[Stored dataset items]
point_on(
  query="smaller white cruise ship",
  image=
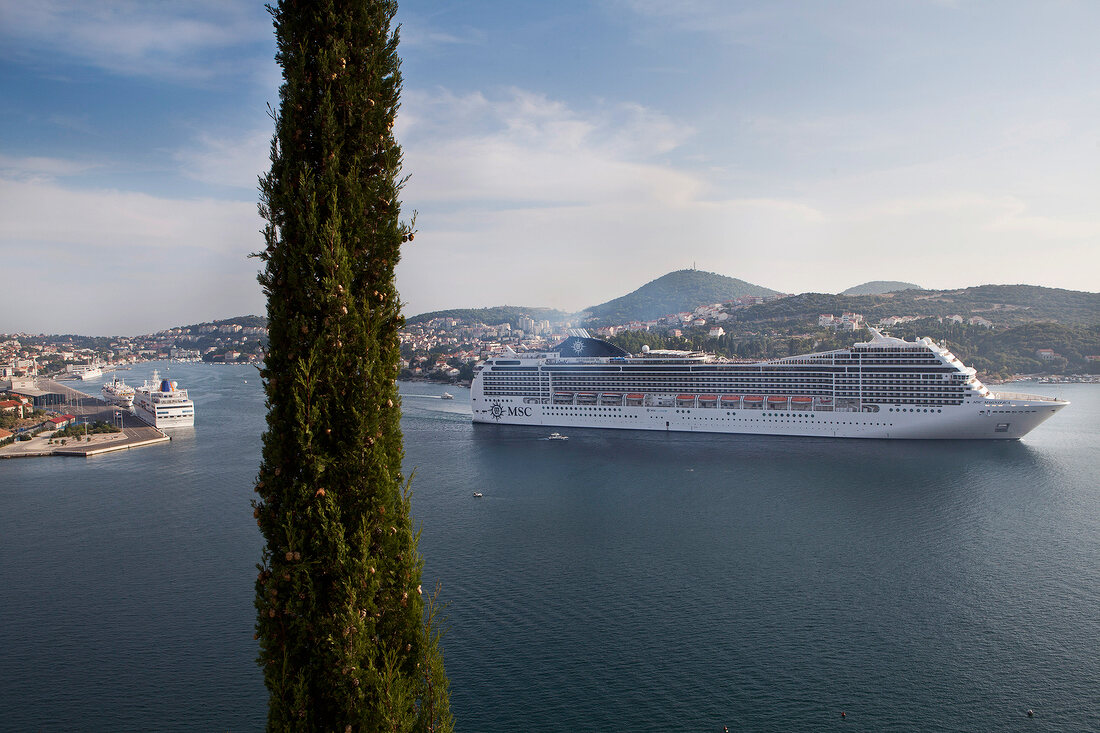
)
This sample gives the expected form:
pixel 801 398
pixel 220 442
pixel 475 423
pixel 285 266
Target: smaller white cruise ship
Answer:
pixel 117 392
pixel 163 404
pixel 86 372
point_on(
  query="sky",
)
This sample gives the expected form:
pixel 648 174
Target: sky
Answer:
pixel 561 153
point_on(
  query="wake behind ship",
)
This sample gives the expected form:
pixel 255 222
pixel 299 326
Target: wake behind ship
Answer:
pixel 886 387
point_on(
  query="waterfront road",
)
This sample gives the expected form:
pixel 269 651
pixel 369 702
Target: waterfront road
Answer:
pixel 135 431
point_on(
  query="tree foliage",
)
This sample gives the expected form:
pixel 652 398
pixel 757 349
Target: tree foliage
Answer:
pixel 341 619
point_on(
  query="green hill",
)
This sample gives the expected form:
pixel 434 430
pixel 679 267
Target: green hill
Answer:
pixel 1002 305
pixel 675 292
pixel 880 287
pixel 492 316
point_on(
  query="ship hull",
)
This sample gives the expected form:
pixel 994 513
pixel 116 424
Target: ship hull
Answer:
pixel 969 422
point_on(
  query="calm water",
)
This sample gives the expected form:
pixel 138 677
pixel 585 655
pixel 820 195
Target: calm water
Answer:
pixel 626 581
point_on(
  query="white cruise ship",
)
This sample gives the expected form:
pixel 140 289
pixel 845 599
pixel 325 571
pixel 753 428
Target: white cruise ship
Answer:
pixel 117 392
pixel 163 404
pixel 886 387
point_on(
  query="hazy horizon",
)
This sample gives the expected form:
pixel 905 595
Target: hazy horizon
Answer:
pixel 561 154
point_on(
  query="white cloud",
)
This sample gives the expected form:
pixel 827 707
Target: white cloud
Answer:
pixel 524 199
pixel 46 212
pixel 132 262
pixel 237 161
pixel 134 39
pixel 39 168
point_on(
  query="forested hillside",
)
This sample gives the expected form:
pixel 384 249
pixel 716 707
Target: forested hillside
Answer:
pixel 492 316
pixel 683 290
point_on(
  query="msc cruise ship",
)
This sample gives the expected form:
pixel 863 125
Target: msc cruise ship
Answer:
pixel 886 387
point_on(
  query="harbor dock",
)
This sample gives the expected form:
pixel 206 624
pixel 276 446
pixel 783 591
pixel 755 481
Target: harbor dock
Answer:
pixel 135 433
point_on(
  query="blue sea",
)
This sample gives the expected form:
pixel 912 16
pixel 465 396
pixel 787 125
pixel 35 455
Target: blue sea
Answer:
pixel 617 580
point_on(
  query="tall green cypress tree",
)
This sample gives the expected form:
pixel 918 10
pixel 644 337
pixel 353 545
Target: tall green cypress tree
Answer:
pixel 344 643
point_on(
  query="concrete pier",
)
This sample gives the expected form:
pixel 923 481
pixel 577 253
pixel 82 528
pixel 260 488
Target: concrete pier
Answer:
pixel 135 433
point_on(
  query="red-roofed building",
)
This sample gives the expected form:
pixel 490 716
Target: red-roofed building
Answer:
pixel 61 420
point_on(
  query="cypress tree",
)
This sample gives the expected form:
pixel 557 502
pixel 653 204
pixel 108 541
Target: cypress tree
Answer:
pixel 347 639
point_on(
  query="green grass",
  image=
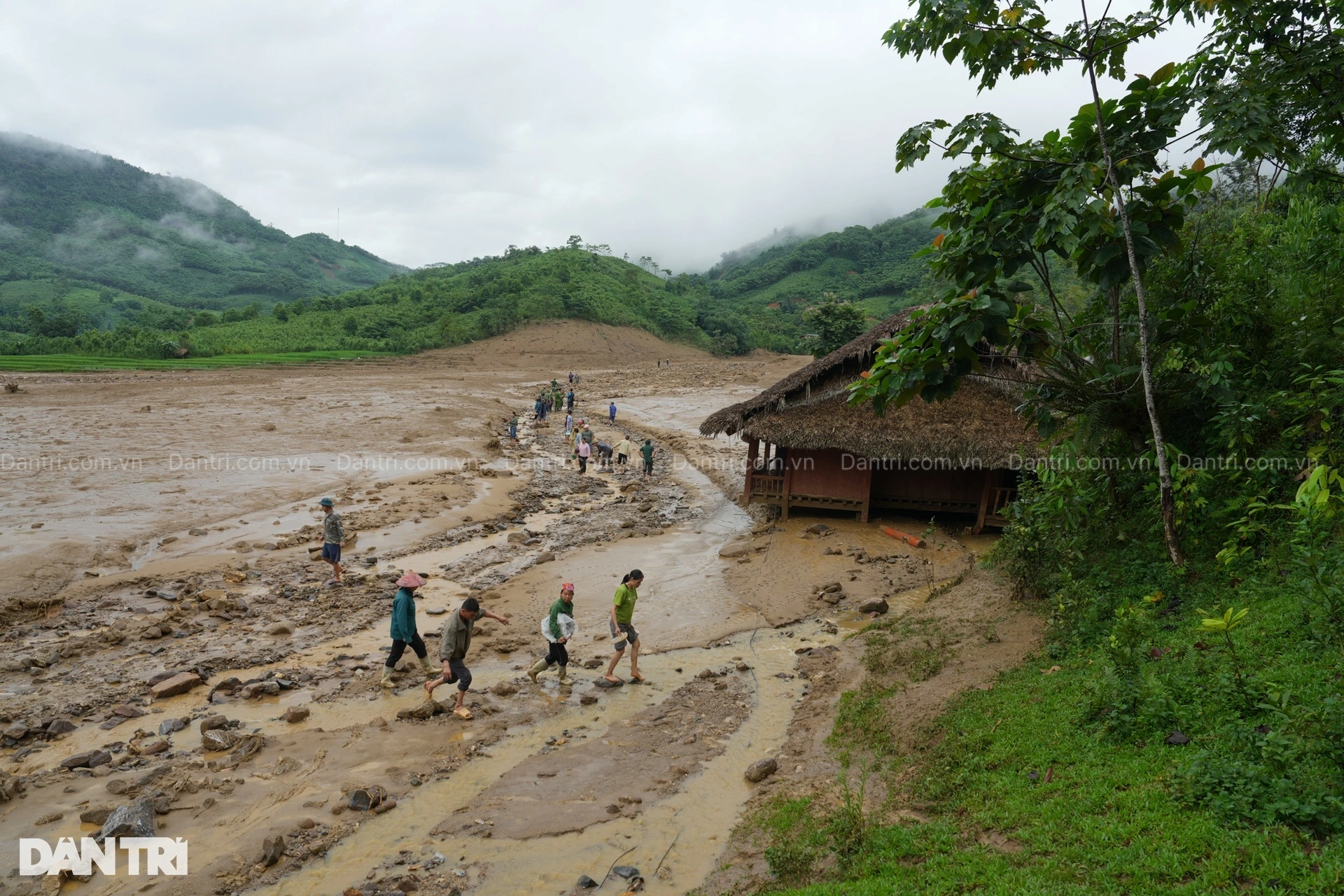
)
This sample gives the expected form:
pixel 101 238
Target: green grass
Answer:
pixel 62 363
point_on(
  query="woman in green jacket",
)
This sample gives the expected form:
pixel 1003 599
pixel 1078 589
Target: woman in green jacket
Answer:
pixel 403 629
pixel 558 628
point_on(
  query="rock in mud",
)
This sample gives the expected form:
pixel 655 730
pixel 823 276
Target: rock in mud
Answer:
pixel 86 760
pixel 272 850
pixel 136 820
pixel 213 723
pixel 217 739
pixel 874 605
pixel 181 682
pixel 97 816
pixel 761 770
pixel 61 727
pixel 366 798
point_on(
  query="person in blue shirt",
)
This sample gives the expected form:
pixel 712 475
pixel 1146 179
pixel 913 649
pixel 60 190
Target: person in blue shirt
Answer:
pixel 403 629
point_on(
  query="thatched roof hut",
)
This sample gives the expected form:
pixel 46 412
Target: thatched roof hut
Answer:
pixel 808 410
pixel 809 449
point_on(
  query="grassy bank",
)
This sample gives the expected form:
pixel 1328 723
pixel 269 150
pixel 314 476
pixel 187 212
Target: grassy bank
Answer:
pixel 1156 758
pixel 65 363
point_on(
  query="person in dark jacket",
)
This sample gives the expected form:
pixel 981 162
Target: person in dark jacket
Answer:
pixel 454 645
pixel 403 629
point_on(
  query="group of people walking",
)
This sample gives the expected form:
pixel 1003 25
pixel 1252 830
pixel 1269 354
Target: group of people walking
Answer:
pixel 558 628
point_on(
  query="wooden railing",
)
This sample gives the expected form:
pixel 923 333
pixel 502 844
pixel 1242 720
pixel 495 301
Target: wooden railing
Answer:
pixel 766 486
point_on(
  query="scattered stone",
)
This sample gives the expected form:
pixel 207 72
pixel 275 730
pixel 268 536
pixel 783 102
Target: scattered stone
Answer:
pixel 217 739
pixel 97 816
pixel 136 820
pixel 365 798
pixel 761 769
pixel 171 726
pixel 272 850
pixel 181 682
pixel 874 605
pixel 86 760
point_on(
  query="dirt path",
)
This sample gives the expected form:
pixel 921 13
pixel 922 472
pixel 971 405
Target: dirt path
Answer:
pixel 743 653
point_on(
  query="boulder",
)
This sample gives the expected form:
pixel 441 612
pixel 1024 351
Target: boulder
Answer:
pixel 181 682
pixel 171 726
pixel 874 605
pixel 136 820
pixel 272 850
pixel 217 739
pixel 86 760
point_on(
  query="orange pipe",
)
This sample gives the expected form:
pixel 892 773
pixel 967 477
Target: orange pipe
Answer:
pixel 901 536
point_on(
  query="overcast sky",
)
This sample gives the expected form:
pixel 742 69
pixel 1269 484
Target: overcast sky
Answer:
pixel 445 131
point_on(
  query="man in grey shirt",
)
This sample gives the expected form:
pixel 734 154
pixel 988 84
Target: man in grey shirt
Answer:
pixel 454 645
pixel 334 536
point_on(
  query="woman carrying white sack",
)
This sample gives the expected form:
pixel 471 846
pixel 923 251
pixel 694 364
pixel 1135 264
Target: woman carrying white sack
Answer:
pixel 558 628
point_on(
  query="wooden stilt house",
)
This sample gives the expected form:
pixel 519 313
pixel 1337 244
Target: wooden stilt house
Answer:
pixel 808 449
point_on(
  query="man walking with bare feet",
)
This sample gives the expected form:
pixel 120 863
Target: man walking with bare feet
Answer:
pixel 334 536
pixel 622 630
pixel 452 649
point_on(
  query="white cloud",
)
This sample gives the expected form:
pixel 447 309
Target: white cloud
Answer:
pixel 449 131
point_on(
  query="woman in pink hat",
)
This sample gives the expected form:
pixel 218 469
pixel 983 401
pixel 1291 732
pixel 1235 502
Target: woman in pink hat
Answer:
pixel 403 628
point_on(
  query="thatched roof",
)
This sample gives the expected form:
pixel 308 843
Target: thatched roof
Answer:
pixel 808 410
pixel 977 424
pixel 825 377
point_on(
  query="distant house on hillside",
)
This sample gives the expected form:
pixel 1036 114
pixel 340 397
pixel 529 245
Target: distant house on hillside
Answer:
pixel 808 449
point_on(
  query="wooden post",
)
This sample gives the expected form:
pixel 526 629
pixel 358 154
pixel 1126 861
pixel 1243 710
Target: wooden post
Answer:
pixel 867 492
pixel 991 480
pixel 752 456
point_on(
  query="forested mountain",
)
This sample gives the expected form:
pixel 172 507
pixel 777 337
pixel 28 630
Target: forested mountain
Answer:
pixel 77 218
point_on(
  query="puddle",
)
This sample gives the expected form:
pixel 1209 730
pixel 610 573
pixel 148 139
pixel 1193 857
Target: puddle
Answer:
pixel 698 817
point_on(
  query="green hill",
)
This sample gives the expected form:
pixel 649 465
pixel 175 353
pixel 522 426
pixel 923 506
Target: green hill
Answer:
pixel 762 298
pixel 76 218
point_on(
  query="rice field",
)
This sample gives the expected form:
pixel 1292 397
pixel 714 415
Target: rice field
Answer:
pixel 66 363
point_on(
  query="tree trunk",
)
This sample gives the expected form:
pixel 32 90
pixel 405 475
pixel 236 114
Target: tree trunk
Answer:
pixel 1145 363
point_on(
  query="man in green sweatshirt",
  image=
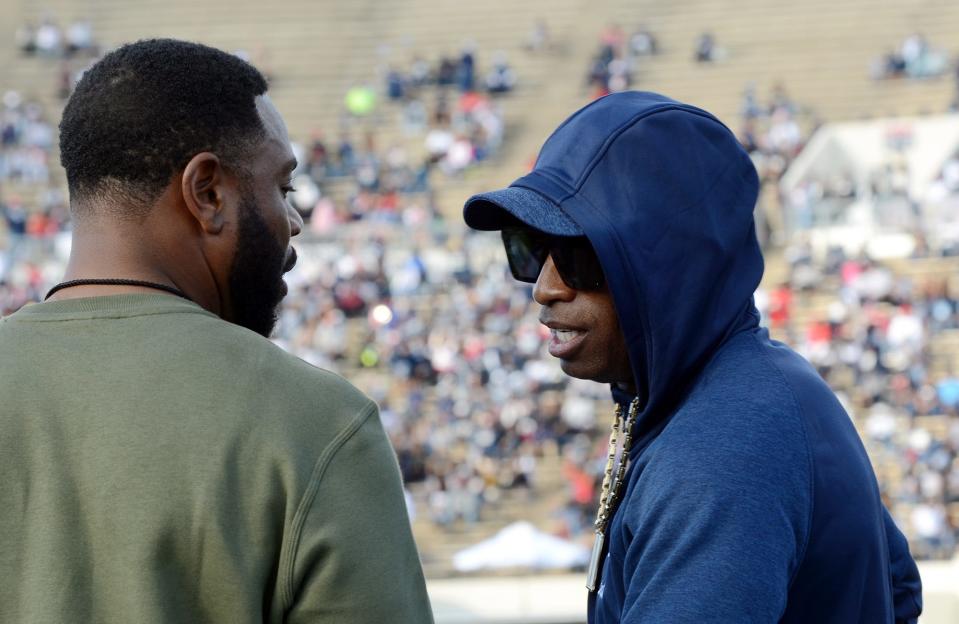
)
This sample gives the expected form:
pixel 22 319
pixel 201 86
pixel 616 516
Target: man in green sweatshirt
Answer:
pixel 162 461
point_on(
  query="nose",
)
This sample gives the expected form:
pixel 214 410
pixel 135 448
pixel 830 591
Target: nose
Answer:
pixel 296 221
pixel 550 287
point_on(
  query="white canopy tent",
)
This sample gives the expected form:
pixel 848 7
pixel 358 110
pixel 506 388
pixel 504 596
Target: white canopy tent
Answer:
pixel 858 153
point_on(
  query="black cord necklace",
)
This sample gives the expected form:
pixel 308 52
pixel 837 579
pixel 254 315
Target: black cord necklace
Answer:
pixel 116 282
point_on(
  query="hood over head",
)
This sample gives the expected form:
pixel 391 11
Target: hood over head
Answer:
pixel 665 195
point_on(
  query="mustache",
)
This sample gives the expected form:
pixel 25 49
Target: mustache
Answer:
pixel 290 260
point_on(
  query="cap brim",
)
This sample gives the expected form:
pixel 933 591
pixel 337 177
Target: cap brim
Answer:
pixel 503 208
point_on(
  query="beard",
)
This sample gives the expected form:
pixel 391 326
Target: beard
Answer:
pixel 256 276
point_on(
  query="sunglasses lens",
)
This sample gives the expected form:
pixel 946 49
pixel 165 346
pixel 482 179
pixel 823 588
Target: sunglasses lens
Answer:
pixel 525 253
pixel 578 265
pixel 574 258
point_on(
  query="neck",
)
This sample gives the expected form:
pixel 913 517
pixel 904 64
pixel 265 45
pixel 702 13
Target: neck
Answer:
pixel 108 251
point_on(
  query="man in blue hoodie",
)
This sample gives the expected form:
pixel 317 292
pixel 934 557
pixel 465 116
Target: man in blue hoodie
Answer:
pixel 747 495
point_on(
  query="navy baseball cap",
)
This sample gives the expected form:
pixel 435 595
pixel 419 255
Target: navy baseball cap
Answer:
pixel 518 205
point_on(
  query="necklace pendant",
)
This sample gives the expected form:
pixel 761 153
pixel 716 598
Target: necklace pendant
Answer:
pixel 592 574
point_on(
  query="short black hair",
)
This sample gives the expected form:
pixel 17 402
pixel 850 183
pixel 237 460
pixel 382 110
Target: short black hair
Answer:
pixel 144 110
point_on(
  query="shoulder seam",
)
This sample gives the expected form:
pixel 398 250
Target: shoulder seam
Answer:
pixel 809 459
pixel 306 502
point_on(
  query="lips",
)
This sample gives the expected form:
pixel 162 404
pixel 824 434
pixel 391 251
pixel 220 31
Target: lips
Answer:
pixel 564 339
pixel 290 261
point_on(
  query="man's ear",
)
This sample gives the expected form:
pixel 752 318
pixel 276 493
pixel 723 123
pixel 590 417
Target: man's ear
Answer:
pixel 202 186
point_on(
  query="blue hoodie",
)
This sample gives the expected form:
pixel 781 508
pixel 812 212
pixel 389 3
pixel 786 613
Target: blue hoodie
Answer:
pixel 749 496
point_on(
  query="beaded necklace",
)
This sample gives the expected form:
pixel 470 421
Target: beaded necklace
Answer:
pixel 612 487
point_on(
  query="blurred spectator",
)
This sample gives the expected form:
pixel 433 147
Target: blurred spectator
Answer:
pixel 500 78
pixel 705 51
pixel 643 43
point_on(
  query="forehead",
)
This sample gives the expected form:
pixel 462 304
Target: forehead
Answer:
pixel 275 150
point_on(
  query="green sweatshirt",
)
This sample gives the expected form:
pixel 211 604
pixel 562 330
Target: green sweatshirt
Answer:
pixel 161 465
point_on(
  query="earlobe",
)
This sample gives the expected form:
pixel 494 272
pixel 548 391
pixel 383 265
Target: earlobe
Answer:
pixel 203 192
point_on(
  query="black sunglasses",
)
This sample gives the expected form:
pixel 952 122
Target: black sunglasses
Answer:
pixel 574 258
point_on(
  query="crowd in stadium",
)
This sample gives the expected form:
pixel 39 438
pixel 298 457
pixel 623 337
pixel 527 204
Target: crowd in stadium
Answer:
pixel 416 309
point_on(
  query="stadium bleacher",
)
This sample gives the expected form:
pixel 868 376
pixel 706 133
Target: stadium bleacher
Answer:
pixel 315 51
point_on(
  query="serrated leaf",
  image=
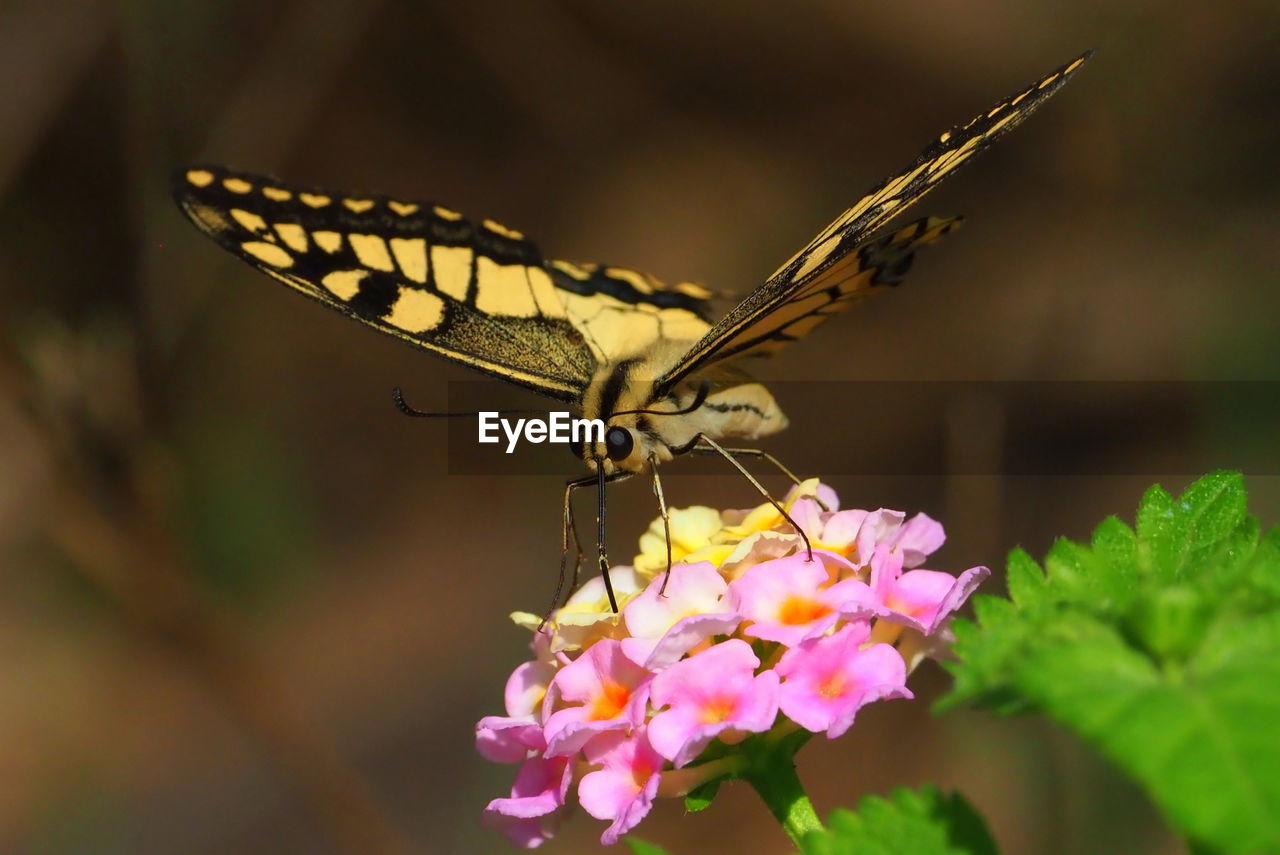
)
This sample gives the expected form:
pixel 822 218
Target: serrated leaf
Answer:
pixel 1215 507
pixel 702 796
pixel 1164 536
pixel 922 822
pixel 643 846
pixel 1173 671
pixel 1116 544
pixel 1025 579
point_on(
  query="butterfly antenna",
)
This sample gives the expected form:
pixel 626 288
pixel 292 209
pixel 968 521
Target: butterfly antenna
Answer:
pixel 403 406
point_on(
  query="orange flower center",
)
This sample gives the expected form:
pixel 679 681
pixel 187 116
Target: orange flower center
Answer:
pixel 611 702
pixel 796 611
pixel 832 686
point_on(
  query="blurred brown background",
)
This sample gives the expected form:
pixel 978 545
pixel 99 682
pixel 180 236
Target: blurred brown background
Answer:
pixel 243 608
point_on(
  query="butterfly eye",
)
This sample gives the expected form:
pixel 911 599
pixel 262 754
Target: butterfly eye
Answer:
pixel 618 443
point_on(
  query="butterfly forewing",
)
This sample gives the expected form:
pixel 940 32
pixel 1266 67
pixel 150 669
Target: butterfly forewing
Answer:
pixel 794 291
pixel 479 295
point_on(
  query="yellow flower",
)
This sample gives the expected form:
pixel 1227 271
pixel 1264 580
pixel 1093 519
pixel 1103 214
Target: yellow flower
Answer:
pixel 691 534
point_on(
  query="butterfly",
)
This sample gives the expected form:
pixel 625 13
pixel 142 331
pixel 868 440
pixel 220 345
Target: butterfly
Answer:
pixel 644 357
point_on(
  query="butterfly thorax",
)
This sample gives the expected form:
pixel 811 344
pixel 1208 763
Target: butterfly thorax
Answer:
pixel 662 424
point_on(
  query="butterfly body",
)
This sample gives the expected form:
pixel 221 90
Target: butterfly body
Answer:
pixel 615 343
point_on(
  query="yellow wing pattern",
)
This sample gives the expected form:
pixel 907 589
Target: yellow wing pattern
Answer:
pixel 476 293
pixel 795 292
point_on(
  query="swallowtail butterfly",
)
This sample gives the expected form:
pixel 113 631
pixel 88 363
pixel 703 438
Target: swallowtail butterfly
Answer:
pixel 617 344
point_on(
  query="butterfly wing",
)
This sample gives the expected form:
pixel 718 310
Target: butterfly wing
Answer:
pixel 830 273
pixel 624 312
pixel 478 295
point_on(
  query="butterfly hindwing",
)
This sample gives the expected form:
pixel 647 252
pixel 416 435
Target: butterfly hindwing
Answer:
pixel 795 284
pixel 872 268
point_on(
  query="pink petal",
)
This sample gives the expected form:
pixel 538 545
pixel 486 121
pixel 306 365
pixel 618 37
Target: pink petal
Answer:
pixel 502 739
pixel 686 634
pixel 625 787
pixel 919 538
pixel 817 668
pixel 878 527
pixel 526 686
pixel 841 529
pixel 539 789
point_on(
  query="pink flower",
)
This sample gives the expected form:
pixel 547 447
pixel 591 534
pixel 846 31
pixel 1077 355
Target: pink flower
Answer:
pixel 789 599
pixel 918 539
pixel 606 690
pixel 922 599
pixel 666 626
pixel 533 812
pixel 714 693
pixel 624 789
pixel 508 739
pixel 827 680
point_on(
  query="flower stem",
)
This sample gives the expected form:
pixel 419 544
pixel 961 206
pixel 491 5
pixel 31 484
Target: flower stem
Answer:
pixel 775 780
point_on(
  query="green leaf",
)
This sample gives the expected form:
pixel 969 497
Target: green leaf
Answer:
pixel 643 847
pixel 920 822
pixel 1161 648
pixel 702 796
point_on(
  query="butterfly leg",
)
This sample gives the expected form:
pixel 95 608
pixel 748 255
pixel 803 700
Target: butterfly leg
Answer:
pixel 723 452
pixel 568 530
pixel 666 519
pixel 759 453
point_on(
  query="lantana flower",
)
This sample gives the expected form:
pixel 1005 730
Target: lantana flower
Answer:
pixel 749 647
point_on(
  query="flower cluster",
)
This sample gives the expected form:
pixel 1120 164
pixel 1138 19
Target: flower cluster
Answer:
pixel 749 635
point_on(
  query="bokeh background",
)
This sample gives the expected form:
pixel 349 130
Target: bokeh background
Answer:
pixel 243 604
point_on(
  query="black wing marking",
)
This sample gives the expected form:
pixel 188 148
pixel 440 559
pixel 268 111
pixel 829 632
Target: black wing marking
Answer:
pixel 479 295
pixel 804 273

WORK REQUIRED
Given the records above, return exactly the lines starting at the line containing "pixel 1036 114" and ending at the line containing "Target: forested mountain", including both.

TASK RESULT
pixel 1036 114
pixel 340 397
pixel 529 245
Target: distant house on hillside
Answer:
pixel 808 449
point_on(
  query="wooden post",
)
This sample gives the expected form:
pixel 526 629
pixel 358 154
pixel 1126 861
pixel 1243 710
Target: wooden post
Answer:
pixel 867 492
pixel 991 480
pixel 752 456
point_on(
  query="forested mountain",
)
This sample gives the expected form:
pixel 172 507
pixel 777 337
pixel 28 630
Target: forested mountain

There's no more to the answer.